REQUIRED WORK
Please format the lines in the rows below, starting at the line containing "Mark the region of every instance of the tree." and ending at the line containing "M228 16L228 12L230" (both included), as a JSON list of strings with one string per line and blank lines left out.

MATERIAL SHOWN

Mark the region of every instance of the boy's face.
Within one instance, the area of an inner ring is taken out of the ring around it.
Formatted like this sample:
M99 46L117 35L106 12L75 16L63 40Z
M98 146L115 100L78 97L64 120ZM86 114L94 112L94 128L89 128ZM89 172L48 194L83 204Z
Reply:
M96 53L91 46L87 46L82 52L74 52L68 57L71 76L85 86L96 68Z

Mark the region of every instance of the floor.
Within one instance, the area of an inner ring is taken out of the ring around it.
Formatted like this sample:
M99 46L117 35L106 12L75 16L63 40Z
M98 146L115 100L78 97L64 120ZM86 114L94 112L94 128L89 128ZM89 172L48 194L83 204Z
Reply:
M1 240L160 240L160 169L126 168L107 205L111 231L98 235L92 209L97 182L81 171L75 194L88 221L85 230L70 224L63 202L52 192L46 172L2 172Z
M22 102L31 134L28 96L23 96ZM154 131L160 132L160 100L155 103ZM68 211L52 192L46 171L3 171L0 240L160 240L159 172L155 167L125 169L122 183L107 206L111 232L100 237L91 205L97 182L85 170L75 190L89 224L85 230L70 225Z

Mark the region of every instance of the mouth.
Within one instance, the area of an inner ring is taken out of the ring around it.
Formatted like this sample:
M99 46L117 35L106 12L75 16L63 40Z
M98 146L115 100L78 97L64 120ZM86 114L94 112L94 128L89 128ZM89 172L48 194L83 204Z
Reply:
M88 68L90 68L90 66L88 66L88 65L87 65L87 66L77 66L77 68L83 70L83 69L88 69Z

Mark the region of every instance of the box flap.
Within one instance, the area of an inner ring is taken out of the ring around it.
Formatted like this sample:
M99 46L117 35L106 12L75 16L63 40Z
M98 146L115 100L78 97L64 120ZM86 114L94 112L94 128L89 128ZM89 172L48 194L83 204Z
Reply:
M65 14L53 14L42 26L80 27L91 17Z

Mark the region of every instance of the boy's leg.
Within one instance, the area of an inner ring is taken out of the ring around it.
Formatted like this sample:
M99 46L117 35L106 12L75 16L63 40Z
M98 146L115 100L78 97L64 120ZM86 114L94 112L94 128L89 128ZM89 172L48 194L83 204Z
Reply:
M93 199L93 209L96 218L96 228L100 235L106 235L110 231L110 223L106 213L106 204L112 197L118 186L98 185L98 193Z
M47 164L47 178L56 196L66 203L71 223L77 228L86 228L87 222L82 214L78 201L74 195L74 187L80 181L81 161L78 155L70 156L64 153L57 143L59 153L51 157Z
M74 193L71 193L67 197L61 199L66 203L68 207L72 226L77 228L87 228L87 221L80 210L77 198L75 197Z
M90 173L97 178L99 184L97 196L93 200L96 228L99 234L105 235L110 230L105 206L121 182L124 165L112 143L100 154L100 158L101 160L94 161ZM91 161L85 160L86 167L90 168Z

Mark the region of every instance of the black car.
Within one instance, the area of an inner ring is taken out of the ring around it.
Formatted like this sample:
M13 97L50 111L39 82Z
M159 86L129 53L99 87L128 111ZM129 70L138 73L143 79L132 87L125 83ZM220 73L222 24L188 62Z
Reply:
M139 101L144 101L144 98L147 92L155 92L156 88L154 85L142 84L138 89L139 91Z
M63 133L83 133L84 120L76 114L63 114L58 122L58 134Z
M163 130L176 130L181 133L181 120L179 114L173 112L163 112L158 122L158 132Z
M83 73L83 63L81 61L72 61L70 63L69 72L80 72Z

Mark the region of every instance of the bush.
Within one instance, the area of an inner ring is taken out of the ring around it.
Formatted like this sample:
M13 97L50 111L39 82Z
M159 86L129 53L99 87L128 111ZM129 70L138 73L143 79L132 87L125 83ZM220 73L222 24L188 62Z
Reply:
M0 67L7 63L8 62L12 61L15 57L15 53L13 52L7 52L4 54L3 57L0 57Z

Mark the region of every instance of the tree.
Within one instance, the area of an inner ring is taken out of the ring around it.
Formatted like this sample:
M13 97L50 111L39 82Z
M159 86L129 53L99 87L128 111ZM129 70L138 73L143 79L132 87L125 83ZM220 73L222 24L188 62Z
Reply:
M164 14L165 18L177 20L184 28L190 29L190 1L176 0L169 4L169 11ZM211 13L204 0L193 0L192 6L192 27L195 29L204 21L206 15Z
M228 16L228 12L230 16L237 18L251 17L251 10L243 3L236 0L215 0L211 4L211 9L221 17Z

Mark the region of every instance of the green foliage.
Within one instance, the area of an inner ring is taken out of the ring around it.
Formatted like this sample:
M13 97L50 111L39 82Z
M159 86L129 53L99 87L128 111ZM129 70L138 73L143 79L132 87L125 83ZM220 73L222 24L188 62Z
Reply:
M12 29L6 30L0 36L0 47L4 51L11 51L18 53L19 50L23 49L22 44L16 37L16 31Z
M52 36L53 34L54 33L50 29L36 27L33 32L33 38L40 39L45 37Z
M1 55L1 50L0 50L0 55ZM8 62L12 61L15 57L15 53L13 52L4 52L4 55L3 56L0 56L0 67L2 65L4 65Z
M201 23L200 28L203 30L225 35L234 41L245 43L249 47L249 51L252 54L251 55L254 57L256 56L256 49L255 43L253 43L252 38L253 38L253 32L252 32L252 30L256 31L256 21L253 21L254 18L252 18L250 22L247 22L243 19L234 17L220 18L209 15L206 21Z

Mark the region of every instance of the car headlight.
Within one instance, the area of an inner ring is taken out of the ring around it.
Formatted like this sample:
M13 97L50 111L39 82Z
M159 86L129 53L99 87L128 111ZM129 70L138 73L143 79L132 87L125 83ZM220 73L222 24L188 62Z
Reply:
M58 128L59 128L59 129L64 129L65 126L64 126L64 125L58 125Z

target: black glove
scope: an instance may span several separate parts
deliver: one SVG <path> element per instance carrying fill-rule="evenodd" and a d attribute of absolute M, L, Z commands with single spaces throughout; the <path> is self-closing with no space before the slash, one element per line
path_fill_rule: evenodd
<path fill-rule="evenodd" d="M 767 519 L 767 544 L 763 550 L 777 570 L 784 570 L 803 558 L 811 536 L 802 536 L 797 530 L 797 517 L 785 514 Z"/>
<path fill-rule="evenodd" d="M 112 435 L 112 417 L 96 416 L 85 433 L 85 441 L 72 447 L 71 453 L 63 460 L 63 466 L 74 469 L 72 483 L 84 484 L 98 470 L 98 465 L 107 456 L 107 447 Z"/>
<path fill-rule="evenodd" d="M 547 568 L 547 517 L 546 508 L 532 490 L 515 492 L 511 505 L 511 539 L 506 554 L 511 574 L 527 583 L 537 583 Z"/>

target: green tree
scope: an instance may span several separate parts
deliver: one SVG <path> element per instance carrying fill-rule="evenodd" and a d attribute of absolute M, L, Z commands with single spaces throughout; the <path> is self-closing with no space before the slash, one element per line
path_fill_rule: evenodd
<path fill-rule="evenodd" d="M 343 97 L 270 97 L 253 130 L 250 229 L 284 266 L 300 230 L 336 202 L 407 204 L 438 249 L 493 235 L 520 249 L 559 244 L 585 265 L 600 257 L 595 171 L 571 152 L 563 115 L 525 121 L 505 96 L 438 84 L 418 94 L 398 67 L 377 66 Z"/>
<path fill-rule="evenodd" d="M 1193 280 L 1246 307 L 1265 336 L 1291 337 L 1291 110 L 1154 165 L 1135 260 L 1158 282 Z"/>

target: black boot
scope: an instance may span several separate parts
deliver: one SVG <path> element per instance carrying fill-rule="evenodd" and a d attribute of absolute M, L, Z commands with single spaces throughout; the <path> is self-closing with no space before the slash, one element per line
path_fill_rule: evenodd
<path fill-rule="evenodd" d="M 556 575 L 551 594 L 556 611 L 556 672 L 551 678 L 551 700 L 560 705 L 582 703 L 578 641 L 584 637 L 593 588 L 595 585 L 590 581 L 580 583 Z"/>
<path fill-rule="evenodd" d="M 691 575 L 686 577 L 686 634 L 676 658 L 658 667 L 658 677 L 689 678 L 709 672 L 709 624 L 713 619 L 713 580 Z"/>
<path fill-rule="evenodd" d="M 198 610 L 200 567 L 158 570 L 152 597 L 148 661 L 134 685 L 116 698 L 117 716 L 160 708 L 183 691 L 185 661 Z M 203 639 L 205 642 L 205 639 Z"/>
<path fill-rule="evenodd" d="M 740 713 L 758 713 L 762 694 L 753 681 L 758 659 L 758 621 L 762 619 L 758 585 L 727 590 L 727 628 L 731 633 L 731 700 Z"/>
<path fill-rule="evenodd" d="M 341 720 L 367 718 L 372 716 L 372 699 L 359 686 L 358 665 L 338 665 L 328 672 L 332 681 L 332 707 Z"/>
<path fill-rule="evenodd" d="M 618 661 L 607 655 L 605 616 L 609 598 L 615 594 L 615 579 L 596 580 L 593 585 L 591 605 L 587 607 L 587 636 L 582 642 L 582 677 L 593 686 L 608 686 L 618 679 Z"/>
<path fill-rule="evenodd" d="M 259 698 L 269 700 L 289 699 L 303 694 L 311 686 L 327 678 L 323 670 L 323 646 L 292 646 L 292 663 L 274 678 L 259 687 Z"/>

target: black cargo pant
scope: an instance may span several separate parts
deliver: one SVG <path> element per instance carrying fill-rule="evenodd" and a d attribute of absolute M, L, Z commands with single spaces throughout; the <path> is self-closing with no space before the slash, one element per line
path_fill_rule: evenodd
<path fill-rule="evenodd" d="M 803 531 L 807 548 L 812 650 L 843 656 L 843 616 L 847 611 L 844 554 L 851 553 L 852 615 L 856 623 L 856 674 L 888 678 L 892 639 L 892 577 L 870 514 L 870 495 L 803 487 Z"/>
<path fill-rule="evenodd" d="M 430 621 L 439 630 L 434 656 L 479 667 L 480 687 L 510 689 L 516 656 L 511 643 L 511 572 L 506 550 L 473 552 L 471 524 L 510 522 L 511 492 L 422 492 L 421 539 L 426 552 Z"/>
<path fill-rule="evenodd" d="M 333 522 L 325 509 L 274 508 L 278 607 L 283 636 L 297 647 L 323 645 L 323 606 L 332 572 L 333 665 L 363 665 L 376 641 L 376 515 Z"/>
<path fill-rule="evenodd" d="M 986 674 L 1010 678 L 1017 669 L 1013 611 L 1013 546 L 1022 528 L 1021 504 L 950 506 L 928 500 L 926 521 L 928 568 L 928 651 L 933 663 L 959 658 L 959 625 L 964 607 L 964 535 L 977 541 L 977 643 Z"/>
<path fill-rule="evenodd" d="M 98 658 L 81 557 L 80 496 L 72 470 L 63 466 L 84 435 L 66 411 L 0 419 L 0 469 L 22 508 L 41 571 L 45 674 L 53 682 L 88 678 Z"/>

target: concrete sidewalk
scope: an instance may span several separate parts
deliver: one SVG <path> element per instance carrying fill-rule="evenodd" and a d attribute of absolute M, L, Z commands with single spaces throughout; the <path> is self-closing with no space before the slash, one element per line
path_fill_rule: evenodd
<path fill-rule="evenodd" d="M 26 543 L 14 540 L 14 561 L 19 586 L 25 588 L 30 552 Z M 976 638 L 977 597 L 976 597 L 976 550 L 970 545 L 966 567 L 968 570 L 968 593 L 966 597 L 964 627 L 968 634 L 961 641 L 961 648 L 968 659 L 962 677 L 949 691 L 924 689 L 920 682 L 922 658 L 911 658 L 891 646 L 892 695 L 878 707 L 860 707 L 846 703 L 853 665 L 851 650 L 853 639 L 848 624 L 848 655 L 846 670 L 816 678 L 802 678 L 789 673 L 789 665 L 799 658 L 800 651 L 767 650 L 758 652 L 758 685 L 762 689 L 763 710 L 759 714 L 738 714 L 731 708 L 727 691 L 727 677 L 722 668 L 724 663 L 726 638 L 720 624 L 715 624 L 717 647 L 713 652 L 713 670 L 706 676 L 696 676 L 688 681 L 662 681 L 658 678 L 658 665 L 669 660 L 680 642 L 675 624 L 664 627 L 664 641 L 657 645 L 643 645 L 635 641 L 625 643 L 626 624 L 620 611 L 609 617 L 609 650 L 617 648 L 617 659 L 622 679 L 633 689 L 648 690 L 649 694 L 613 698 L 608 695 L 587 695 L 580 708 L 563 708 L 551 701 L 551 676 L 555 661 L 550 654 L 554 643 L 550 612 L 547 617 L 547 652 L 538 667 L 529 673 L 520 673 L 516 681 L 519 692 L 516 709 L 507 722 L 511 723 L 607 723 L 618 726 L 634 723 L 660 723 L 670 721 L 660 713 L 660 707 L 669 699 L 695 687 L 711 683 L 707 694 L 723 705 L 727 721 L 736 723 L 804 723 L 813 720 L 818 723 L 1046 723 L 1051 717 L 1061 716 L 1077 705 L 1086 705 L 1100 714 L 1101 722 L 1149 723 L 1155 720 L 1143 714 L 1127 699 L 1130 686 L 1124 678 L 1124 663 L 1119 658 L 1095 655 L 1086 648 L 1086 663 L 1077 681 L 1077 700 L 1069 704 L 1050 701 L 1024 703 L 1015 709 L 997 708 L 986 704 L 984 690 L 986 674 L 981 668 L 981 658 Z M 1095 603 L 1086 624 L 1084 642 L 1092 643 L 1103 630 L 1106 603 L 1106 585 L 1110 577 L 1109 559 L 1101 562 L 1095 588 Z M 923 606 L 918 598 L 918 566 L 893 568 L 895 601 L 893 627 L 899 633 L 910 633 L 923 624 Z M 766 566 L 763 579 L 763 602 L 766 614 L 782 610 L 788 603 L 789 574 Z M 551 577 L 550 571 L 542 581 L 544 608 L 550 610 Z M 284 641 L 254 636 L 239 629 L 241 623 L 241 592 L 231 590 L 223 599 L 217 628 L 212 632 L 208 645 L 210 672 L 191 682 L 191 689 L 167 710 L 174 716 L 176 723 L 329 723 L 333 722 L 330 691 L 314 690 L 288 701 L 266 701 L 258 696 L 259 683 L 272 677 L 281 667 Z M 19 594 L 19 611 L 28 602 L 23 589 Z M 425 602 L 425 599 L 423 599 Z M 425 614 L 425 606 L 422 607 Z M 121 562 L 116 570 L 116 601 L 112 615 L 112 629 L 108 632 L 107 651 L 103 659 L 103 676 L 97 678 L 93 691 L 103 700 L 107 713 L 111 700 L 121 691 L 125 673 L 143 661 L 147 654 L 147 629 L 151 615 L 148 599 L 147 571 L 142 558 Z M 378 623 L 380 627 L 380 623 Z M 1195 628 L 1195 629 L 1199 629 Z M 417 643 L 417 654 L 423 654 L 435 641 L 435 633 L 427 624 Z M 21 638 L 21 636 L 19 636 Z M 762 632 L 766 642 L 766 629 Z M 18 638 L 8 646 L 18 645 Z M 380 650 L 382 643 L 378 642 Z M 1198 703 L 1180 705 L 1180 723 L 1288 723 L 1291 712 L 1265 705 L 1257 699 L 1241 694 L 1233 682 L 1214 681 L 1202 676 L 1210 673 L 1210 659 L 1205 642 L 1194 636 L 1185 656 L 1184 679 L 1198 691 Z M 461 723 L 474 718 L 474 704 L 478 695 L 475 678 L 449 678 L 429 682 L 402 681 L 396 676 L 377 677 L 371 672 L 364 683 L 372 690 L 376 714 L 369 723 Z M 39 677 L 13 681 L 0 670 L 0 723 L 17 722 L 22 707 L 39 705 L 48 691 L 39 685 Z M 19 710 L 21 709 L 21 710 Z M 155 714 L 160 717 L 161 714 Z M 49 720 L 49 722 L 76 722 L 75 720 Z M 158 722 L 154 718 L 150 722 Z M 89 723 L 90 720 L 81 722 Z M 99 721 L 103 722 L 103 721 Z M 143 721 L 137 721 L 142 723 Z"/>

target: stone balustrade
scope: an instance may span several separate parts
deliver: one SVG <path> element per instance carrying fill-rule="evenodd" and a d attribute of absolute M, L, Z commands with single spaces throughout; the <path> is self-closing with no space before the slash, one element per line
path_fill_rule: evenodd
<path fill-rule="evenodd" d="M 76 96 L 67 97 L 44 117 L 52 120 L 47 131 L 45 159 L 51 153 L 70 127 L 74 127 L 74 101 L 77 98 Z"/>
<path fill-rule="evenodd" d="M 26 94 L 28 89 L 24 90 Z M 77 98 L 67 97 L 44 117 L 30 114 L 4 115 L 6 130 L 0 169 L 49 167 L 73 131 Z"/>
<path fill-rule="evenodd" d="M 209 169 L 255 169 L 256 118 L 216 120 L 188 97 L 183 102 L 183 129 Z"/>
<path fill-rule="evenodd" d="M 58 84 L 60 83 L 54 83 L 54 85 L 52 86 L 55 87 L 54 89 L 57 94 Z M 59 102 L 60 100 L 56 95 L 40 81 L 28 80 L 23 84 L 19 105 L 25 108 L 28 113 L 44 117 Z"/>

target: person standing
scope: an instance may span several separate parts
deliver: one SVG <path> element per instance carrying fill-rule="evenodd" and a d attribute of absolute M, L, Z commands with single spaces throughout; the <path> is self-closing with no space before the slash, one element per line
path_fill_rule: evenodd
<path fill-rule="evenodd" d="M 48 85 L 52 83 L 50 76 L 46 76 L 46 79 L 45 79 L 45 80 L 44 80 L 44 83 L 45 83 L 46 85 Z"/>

EXPECTED OUTPUT
[
  "Mark the region of every instance of the tree.",
  "Within one instance, the area of an inner ring is taken out of the ring around it.",
  "Formatted like this sample:",
  "M13 97L50 111L39 82Z",
  "M159 86L129 53L99 87L128 111ZM129 70L138 73L143 79L132 87L125 83ZM220 73L222 24L188 62Z",
  "Reply:",
  "M164 14L165 18L177 20L184 28L190 29L190 1L176 0L169 4L169 11ZM211 13L204 0L193 0L192 6L192 27L195 29L204 21L206 15Z",
  "M228 16L228 12L230 16L237 18L251 17L251 10L243 3L236 0L215 0L211 4L211 9L221 17Z"
]